§ **WHAT YOU NEED TO DO**
Which lines of the material contain the word "white"? Show each of them in full.

START DATASET

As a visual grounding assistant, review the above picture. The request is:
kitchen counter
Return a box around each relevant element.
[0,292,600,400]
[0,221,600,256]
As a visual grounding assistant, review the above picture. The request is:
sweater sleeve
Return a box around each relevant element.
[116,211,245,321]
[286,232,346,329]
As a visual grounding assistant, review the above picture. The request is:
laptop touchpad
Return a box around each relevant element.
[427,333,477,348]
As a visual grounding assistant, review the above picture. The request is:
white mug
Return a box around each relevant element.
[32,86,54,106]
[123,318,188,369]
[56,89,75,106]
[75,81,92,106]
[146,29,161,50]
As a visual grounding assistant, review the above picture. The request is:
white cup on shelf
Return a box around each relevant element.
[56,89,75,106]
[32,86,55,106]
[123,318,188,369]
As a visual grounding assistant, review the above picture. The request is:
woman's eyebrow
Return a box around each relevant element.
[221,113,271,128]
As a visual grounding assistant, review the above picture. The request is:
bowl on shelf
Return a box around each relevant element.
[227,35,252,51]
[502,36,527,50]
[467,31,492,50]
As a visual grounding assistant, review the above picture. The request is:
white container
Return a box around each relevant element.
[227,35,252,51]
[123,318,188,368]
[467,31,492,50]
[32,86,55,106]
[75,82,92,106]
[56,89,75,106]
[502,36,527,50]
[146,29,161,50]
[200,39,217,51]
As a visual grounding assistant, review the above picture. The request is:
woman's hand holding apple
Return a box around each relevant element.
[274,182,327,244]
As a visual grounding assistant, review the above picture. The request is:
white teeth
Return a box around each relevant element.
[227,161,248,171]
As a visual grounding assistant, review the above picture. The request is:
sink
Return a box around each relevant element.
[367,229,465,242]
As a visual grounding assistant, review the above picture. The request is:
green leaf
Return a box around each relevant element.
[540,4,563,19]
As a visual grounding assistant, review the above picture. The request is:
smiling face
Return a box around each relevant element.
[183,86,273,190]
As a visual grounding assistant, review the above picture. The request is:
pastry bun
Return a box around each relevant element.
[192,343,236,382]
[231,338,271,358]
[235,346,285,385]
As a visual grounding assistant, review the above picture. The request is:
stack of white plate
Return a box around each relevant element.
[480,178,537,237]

END DATASET

§ **COMPLETE OUTPUT**
white mug
white cup on shelf
white container
white teeth
stack of white plate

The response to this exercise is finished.